[Labeled area outline entries]
+ + + +

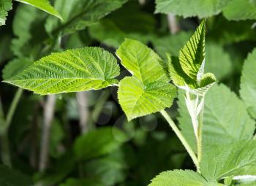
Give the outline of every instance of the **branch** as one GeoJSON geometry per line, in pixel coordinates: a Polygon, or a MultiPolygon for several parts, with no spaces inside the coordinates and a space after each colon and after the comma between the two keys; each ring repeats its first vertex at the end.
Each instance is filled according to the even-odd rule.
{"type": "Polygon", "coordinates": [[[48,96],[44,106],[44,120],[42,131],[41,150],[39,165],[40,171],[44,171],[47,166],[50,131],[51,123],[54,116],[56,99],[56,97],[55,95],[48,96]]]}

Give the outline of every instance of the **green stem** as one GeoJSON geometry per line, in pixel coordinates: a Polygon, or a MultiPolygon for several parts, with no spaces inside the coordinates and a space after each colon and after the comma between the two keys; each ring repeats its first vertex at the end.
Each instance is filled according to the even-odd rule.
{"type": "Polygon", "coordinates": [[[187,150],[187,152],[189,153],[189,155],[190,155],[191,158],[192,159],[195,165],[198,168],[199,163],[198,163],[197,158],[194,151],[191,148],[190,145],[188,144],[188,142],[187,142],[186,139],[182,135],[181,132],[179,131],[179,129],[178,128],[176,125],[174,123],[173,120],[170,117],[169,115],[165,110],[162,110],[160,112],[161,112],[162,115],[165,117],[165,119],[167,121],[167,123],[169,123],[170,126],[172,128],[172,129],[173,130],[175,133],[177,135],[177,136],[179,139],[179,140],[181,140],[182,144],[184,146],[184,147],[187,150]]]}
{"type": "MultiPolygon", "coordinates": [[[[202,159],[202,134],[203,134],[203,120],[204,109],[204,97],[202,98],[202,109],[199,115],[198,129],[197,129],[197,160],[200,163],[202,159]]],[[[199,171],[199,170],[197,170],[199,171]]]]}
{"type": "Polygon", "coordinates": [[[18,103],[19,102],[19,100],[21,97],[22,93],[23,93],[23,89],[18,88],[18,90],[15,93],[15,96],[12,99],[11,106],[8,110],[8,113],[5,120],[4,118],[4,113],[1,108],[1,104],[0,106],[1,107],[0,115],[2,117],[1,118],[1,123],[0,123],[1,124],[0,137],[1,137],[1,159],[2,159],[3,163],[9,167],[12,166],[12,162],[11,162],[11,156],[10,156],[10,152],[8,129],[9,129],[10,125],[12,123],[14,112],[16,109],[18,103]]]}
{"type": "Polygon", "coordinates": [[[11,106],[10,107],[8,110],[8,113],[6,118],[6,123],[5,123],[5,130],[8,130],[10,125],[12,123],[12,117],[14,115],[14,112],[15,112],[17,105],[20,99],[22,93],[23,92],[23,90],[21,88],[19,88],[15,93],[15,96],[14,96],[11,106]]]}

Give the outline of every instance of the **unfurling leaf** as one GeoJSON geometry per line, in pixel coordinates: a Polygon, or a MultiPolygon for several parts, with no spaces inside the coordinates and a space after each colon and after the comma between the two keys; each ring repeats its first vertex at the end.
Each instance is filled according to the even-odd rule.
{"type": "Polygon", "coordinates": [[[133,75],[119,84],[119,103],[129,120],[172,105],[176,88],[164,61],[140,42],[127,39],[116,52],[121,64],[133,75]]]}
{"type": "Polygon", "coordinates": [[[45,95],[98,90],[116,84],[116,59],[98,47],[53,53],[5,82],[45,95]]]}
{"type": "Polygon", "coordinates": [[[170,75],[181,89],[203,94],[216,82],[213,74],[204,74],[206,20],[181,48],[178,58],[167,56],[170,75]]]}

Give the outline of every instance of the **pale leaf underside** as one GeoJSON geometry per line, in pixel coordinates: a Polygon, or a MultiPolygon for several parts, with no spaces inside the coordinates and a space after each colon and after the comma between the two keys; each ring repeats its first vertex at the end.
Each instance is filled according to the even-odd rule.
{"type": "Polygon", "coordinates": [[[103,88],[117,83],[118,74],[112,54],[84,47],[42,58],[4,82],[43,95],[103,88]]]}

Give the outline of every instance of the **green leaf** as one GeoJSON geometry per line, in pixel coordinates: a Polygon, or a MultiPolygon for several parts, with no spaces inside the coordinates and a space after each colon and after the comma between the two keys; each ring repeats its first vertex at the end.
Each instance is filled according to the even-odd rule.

+ + + +

◆ **Task statement**
Tally the lines in the listing above that contain the string "leaf", counting only matches with the same capitalization, and reply with the number alone.

◆ **Exercise answer**
3